[SUPPLIED MATERIAL]
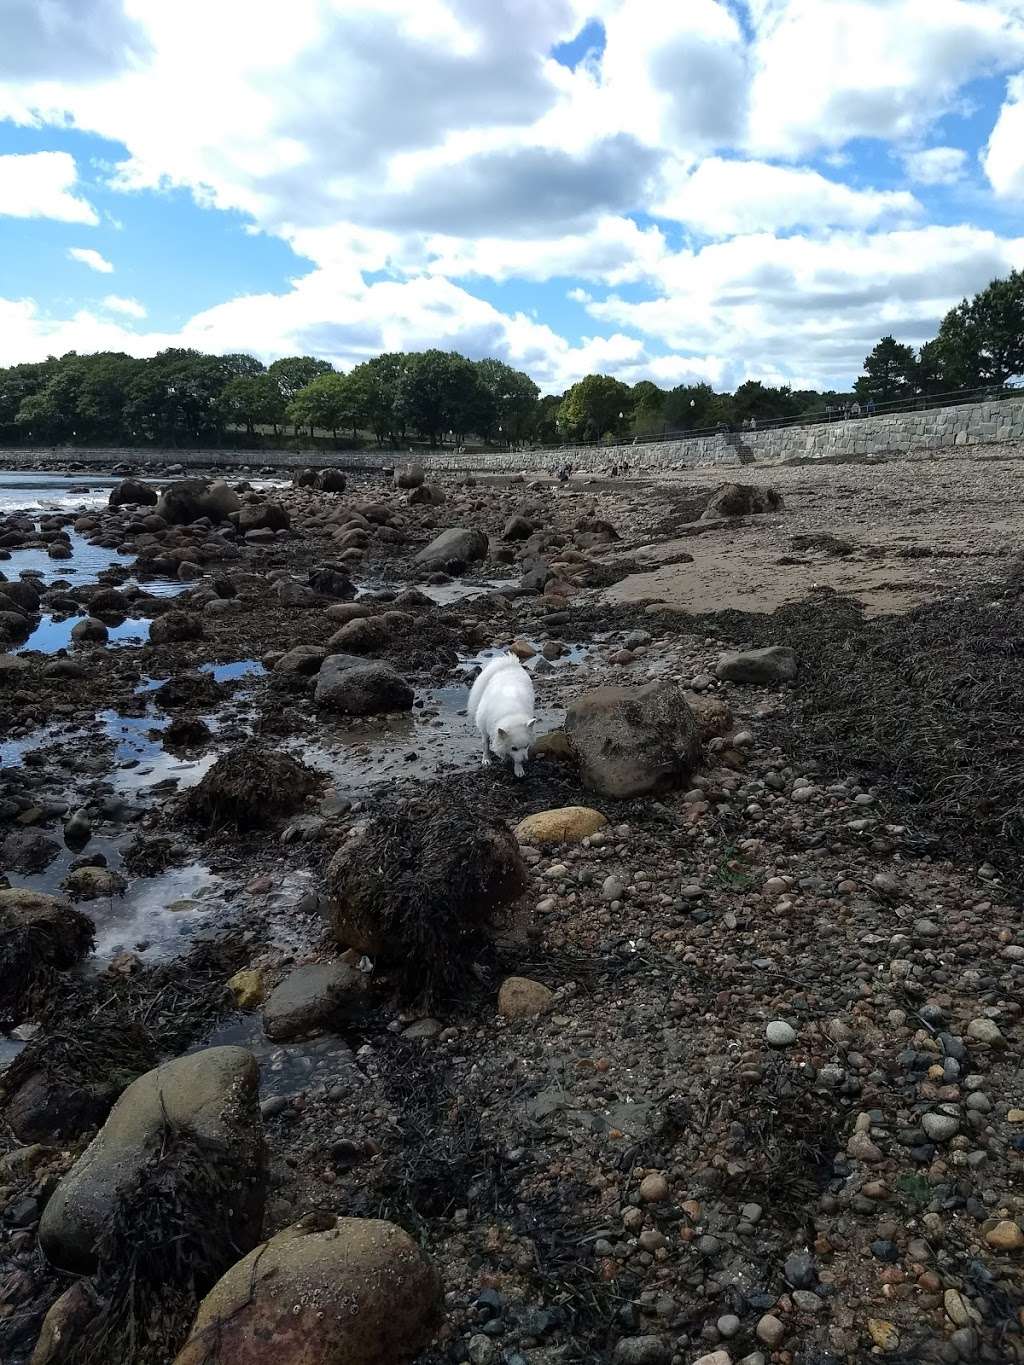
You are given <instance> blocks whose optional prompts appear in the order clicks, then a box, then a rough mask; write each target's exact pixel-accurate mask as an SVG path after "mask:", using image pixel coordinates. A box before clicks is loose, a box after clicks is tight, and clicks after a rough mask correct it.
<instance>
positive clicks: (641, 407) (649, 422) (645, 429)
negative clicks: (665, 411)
mask: <svg viewBox="0 0 1024 1365" xmlns="http://www.w3.org/2000/svg"><path fill="white" fill-rule="evenodd" d="M666 397H668V394H666V393H665V390H664V389H659V388H658V385H657V384H653V382H651V381H650V379H640V382H639V384H635V385H634V392H632V429H634V431H635V433H636V434H638V435H653V434H654V433H655V431H661V430H662V429H664V425H665V419H664V416H662V411H664V407H665V399H666Z"/></svg>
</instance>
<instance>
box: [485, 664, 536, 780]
mask: <svg viewBox="0 0 1024 1365" xmlns="http://www.w3.org/2000/svg"><path fill="white" fill-rule="evenodd" d="M468 713H470V719H471V721H472V722H474V723H475V725H477V729H478V730H479V732H481V736H482V737H483V766H485V767H486V766H487V763H490V756H492V753H494V755H497V756H498V758H500V759H504V758H511V759H512V766H513V768H515V773H516V777H522V775H523V763H524V762H526V756H527V753H528V751H530V744H531V741H532V737H534V726H535V725H537V721H535V719H534V684H532V680H531V677H530V674H528V673H527V672H526V669H524V667H523V665H522V663H520V662H519V659H517V658H516V657H515V655H513V654H500V655H498V657H497V658H496V659H492V661H490V663H487V665H486V666H485V667H483V672H482V673H481V676H479V677H478V678H477V681H475V682H474V684H472V691H471V692H470V704H468Z"/></svg>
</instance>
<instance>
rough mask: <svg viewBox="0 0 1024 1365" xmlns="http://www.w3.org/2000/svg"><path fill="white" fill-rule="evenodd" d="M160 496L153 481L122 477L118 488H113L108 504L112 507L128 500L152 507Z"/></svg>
mask: <svg viewBox="0 0 1024 1365" xmlns="http://www.w3.org/2000/svg"><path fill="white" fill-rule="evenodd" d="M158 497H160V494H158V493H157V490H156V489H154V487H153V485H152V483H143V482H142V479H122V482H120V483H119V485H117V487H116V489H111V495H109V498H108V500H106V504H108V506H112V508H120V506H124V504H126V502H128V504H134V505H135V506H143V508H152V506H153V504H154V502H156V501H157V498H158Z"/></svg>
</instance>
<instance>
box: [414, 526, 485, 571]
mask: <svg viewBox="0 0 1024 1365" xmlns="http://www.w3.org/2000/svg"><path fill="white" fill-rule="evenodd" d="M486 553H487V536H486V535H485V534H483V531H475V530H466V528H459V527H452V530H449V531H442V532H441V534H440V535H437V536H434V539H433V541H431V542H430V545H427V546H425V549H422V550H421V551H419V554H418V556H416V564H425V565H430V566H433V568H438V569H442V568H445V566H446V565H463V564H474V562H475V561H477V560H482V558H483V557H485V556H486Z"/></svg>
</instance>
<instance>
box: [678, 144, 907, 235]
mask: <svg viewBox="0 0 1024 1365" xmlns="http://www.w3.org/2000/svg"><path fill="white" fill-rule="evenodd" d="M919 210H920V205H919V203H918V201H916V199H915V198H913V195H912V194H908V192H907V191H902V190H852V188H849V186H845V184H840V183H837V182H836V180H829V179H826V177H825V176H823V175H819V173H818V172H816V171H808V169H796V168H793V167H776V165H769V164H767V162H765V161H724V160H721V158H720V157H709V158H707V160H706V161H702V162H700V165H698V167H696V169H695V171H692V172H691V173H689V175H684V176H681V177H679V179H677V180H676V182H674V183H672V177H669V182H668V187H666V192H665V197H664V198H662V201H661V203H659V205H658V206H657V212H658V213H659V214H661V216H662V217H666V218H677V220H679V221H680V222H685V224H687V225H688V227H691V228H695V229H696V231H699V232H703V233H705V235H707V236H714V238H721V236H735V235H736V233H740V232H762V231H767V232H776V231H780V229H784V228H796V227H868V225H870V224H872V222H877V221H878V220H879V218H890V220H892V218H907V217H913V216H916V214H918V213H919Z"/></svg>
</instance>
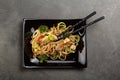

[WHAT YOU NEED TO DO]
Pictures stay out; everything else in the listing above gets repeated exactly.

[WRITTEN RESPONSE]
You are given <instance> blocks whose optional prompts appear in the order clicks, then a box, then a rough mask; write each target's exact pixel-accurate mask as an SVG path after "mask:", using image pixel coordinates. A box before clicks is loose, a box after clicks is tight, and clicks after a rough mask correct it.
<instance>
positive clicks: (641, 407) (649, 422) (645, 429)
negative clicks: (665, 411)
mask: <svg viewBox="0 0 1024 1365" xmlns="http://www.w3.org/2000/svg"><path fill="white" fill-rule="evenodd" d="M666 397H668V394H666V393H665V390H664V389H659V388H658V385H657V384H653V382H651V381H650V379H640V382H639V384H635V385H634V392H632V429H634V431H635V433H636V434H638V435H653V434H654V433H655V431H661V430H662V429H664V425H665V419H664V416H662V411H664V407H665V399H666Z"/></svg>
</instance>
<instance>
box: [485, 664, 536, 780]
mask: <svg viewBox="0 0 1024 1365" xmlns="http://www.w3.org/2000/svg"><path fill="white" fill-rule="evenodd" d="M468 713H470V719H471V721H472V722H474V723H475V725H477V729H478V730H479V732H481V736H482V737H483V766H485V767H486V766H487V763H490V756H492V753H494V755H497V756H498V758H500V759H504V758H511V759H512V766H513V768H515V773H516V777H522V775H523V763H524V762H526V756H527V753H528V751H530V744H531V741H532V737H534V726H535V725H537V721H535V719H534V684H532V680H531V677H530V674H528V673H527V672H526V669H524V667H523V665H522V663H520V662H519V659H517V658H516V657H515V655H513V654H500V655H498V657H497V658H496V659H492V661H490V663H487V665H486V666H485V667H483V672H482V673H481V676H479V677H478V678H477V681H475V682H474V684H472V691H471V692H470V704H468Z"/></svg>
</instance>
<instance>
rough mask: <svg viewBox="0 0 1024 1365" xmlns="http://www.w3.org/2000/svg"><path fill="white" fill-rule="evenodd" d="M160 496L153 481L122 477L118 488H113L108 504L112 507L128 500L152 507Z"/></svg>
mask: <svg viewBox="0 0 1024 1365" xmlns="http://www.w3.org/2000/svg"><path fill="white" fill-rule="evenodd" d="M158 497H160V494H158V493H157V490H156V489H154V487H153V485H152V483H143V482H142V479H122V482H120V483H119V485H117V487H116V489H111V495H109V498H108V500H106V504H108V506H112V508H120V506H124V504H126V502H128V504H134V505H135V506H143V508H152V506H153V504H154V502H156V501H157V498H158Z"/></svg>
</instance>
<instance>
box: [414, 526, 485, 571]
mask: <svg viewBox="0 0 1024 1365" xmlns="http://www.w3.org/2000/svg"><path fill="white" fill-rule="evenodd" d="M486 553H487V536H486V535H485V534H483V531H475V530H466V528H459V527H452V530H449V531H442V532H441V534H440V535H437V536H434V539H433V541H431V542H430V545H427V546H425V549H422V550H421V551H419V554H418V556H416V564H425V565H430V566H433V568H438V569H442V568H445V566H446V565H463V564H474V562H475V561H477V560H482V558H483V557H485V556H486Z"/></svg>
</instance>
<instance>
box: [678, 144, 907, 235]
mask: <svg viewBox="0 0 1024 1365" xmlns="http://www.w3.org/2000/svg"><path fill="white" fill-rule="evenodd" d="M919 210H920V205H919V203H918V201H916V199H915V198H913V195H912V194H908V192H907V191H902V190H852V188H849V186H845V184H840V183H837V182H836V180H829V179H826V177H825V176H823V175H819V173H818V172H816V171H808V169H796V168H793V167H776V165H769V164H767V162H765V161H724V160H721V158H720V157H709V158H707V160H706V161H702V162H700V165H698V167H696V169H695V171H692V172H691V173H689V175H684V176H681V177H679V179H677V180H676V182H674V183H672V177H669V182H668V187H666V192H665V197H664V198H662V201H661V203H659V205H658V206H657V212H658V213H659V214H661V216H662V217H666V218H677V220H679V221H680V222H685V224H687V225H688V227H691V228H695V229H696V231H699V232H703V233H705V235H707V236H714V238H721V236H735V235H736V233H740V232H762V231H767V232H776V231H780V229H784V228H796V227H868V225H870V224H872V222H877V221H878V220H879V218H890V220H892V218H907V217H913V216H916V214H918V213H919Z"/></svg>
</instance>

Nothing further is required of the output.